§ **What to do**: Beginning at the line that contains "Consider the photo above. Spot each instance of the reflection", return every remaining line of the data below exactly; return nothing before it.

__________________________________________________

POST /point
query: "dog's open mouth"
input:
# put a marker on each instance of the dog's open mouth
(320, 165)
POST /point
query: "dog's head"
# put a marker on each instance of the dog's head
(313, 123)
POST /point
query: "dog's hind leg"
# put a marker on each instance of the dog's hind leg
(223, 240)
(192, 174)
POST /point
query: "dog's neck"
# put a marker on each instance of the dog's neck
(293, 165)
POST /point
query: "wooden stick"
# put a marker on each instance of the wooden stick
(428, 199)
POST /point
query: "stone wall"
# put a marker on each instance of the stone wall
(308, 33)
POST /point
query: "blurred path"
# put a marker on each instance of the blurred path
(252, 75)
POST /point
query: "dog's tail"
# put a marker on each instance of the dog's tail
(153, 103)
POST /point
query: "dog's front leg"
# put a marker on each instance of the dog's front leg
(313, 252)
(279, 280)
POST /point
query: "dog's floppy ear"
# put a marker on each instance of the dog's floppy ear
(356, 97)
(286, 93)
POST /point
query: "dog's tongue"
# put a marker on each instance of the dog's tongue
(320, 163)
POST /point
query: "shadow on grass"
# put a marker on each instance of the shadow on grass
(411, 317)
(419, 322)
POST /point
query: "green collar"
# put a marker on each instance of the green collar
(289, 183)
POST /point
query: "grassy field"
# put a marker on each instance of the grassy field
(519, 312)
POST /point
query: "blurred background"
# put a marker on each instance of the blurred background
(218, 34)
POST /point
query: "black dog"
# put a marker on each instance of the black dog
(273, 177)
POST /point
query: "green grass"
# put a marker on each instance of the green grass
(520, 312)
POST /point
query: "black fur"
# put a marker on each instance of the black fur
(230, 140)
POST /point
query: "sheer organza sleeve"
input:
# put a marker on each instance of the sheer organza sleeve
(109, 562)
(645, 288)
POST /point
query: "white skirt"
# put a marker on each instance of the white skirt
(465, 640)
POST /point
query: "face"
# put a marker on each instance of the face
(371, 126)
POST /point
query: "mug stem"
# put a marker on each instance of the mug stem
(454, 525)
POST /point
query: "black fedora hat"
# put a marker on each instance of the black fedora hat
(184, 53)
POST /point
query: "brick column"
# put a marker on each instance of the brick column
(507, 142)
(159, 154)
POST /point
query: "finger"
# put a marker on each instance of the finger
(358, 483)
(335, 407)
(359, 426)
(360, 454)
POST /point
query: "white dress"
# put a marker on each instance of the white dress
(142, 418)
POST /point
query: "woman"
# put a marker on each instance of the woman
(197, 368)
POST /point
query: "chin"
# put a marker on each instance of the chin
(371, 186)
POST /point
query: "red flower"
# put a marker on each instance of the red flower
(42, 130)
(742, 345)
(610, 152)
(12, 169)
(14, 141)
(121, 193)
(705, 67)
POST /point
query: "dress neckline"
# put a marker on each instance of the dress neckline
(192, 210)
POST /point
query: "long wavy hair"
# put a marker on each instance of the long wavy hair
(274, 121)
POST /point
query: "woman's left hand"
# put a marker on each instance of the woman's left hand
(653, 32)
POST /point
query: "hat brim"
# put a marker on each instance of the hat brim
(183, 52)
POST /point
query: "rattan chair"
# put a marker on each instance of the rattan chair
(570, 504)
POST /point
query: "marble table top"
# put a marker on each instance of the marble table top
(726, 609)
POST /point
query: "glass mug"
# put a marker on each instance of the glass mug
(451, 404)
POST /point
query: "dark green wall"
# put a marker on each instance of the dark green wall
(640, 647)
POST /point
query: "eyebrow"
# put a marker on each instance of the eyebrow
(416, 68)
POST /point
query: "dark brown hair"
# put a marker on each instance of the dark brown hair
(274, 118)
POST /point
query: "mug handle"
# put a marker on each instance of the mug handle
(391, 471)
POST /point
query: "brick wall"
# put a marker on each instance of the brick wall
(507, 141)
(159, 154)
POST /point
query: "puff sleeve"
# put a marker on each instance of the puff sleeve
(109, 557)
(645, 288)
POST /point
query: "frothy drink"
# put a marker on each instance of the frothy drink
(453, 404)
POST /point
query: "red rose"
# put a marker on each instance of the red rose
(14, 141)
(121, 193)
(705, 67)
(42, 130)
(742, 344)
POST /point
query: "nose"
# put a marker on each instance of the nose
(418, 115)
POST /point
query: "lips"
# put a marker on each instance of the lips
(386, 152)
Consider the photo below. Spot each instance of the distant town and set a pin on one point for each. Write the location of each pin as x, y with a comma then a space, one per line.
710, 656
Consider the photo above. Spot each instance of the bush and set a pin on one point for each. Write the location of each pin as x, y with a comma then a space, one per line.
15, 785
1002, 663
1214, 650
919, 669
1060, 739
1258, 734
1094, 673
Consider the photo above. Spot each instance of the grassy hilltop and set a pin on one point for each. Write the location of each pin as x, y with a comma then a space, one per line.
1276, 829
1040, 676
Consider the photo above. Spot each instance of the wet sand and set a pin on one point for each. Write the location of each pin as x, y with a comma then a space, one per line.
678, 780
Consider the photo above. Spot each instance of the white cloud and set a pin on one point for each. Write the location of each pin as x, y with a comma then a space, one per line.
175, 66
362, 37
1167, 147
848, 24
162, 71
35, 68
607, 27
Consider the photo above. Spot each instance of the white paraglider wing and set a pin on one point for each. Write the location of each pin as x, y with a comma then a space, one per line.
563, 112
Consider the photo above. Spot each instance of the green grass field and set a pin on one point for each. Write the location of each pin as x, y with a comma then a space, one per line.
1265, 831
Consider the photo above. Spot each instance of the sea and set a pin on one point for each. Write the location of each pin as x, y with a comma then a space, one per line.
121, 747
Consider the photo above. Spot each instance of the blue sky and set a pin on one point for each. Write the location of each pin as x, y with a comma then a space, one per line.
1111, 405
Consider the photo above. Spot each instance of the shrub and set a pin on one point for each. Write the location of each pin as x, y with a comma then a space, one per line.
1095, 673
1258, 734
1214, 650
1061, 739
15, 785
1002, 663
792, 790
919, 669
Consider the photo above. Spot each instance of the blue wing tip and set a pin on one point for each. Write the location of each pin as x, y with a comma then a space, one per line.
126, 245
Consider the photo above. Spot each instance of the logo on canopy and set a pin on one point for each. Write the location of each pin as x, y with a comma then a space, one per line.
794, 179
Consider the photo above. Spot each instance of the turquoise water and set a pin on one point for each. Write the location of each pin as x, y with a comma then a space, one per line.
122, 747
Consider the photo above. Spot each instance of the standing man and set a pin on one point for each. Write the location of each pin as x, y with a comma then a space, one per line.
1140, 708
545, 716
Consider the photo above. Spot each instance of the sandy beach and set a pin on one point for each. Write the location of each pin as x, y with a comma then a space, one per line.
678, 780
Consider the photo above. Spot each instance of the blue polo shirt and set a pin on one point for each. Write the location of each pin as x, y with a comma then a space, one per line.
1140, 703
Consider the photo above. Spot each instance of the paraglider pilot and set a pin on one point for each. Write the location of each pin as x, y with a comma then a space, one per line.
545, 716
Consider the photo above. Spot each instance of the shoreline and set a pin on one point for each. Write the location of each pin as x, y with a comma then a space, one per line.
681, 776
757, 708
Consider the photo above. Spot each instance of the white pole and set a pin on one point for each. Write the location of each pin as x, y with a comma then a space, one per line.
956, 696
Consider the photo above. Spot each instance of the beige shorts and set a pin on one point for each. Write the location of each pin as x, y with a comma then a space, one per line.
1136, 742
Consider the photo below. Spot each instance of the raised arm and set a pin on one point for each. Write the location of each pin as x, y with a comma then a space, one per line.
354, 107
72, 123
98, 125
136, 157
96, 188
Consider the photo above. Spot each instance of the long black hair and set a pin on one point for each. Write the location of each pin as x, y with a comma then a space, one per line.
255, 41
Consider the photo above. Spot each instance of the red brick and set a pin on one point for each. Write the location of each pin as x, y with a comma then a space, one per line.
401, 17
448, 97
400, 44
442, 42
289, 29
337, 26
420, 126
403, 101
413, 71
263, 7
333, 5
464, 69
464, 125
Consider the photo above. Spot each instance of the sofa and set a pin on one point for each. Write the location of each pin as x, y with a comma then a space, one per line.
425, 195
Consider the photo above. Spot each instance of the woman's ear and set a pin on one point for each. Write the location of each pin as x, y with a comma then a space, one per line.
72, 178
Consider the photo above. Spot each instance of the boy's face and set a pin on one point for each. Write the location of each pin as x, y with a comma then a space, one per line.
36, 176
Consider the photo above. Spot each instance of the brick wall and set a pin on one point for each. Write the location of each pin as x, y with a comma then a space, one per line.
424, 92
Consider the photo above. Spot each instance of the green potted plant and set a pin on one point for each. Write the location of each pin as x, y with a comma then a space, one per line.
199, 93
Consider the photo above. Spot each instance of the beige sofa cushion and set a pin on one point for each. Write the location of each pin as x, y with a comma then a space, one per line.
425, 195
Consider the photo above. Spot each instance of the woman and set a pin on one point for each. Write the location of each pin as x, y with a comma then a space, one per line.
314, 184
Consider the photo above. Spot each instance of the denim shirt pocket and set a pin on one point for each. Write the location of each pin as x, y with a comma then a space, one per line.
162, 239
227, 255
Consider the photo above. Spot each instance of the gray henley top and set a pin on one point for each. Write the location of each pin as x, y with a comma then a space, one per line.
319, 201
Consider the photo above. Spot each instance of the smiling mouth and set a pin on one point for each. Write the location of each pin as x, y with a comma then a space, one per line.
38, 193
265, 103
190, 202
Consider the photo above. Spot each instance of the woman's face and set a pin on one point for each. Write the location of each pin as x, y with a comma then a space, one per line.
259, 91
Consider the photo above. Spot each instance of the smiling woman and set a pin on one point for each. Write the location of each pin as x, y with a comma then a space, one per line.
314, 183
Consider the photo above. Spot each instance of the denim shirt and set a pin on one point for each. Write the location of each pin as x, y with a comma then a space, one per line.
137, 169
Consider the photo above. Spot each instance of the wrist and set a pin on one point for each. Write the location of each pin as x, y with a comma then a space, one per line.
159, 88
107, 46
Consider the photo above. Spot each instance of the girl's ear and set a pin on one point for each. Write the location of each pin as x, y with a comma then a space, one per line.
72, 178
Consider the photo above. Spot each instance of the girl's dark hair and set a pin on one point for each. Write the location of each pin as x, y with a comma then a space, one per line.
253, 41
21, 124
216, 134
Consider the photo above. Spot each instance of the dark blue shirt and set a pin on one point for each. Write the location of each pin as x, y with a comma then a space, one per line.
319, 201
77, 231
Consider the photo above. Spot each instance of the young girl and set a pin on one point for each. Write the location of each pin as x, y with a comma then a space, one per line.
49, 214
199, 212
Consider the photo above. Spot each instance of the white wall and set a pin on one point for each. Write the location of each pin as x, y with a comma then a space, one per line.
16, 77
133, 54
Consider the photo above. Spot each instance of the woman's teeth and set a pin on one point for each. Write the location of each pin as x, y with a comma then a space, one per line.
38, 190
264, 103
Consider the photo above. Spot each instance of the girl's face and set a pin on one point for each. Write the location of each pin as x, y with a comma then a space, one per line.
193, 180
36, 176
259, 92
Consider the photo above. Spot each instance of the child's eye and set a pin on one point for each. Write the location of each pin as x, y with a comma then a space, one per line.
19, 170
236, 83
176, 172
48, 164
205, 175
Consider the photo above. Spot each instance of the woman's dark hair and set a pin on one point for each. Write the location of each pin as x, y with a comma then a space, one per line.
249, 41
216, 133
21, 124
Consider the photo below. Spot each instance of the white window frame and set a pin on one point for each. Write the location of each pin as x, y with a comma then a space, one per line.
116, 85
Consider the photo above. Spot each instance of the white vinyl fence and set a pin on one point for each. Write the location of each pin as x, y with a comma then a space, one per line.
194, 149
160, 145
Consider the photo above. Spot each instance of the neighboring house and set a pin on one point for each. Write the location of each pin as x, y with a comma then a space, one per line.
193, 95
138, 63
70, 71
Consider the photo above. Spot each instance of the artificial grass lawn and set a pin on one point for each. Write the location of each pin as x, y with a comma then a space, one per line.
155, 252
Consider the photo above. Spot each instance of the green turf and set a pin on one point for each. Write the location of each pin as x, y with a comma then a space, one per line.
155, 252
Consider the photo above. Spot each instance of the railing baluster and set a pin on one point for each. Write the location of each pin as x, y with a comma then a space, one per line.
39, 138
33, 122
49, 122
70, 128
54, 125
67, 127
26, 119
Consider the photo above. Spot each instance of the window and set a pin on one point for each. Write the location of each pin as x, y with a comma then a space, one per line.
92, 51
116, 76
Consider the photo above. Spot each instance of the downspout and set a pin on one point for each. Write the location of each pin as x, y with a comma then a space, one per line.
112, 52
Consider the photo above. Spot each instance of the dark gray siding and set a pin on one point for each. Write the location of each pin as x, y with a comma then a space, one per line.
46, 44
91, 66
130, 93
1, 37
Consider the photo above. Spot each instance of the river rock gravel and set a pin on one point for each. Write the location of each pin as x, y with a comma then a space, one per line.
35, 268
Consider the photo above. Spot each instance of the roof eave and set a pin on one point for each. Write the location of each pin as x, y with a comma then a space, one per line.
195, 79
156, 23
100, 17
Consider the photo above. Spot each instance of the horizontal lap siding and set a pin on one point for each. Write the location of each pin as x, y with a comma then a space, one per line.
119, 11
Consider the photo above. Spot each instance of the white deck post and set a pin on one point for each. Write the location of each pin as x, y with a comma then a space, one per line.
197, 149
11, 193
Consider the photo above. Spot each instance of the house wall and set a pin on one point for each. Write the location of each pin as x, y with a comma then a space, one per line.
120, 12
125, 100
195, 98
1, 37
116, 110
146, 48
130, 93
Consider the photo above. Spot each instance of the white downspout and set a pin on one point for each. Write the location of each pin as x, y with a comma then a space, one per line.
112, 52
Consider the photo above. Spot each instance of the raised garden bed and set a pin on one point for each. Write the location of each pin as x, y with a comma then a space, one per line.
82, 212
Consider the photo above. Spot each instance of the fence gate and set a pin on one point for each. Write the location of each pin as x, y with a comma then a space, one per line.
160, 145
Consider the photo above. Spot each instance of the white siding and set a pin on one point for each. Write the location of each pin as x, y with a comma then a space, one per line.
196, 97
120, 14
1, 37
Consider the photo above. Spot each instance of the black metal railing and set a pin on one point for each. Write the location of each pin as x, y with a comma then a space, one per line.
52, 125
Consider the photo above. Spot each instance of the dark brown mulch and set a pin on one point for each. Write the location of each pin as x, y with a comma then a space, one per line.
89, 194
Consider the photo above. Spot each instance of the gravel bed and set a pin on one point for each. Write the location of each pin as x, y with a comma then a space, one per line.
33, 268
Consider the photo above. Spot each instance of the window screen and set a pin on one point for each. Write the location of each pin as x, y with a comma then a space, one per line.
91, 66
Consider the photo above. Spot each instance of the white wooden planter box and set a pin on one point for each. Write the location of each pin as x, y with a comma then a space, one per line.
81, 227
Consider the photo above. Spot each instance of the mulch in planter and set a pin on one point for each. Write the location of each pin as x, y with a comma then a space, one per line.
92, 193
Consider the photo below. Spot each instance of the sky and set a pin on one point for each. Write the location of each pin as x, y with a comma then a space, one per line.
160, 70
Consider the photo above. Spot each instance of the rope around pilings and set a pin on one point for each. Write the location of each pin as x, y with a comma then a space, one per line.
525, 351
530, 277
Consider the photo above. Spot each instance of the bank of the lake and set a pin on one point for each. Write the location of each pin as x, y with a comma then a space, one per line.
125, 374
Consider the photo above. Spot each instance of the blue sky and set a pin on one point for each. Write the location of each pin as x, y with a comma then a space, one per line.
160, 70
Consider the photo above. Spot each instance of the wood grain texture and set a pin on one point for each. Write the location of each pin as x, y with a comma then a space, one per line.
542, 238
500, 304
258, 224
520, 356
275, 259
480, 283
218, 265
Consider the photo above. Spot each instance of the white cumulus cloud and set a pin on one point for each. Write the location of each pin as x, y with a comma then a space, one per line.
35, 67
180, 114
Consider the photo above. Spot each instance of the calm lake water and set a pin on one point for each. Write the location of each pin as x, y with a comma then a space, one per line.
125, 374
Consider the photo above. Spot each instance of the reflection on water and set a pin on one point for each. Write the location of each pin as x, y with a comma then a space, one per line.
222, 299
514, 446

__________________________________________________

§ **Task solution**:
Consider the photo above. Spot each instance of the reflection on water and set a pin on one point for each. Write the location of each pin as x, y with a comma then a space, one per line.
222, 299
514, 446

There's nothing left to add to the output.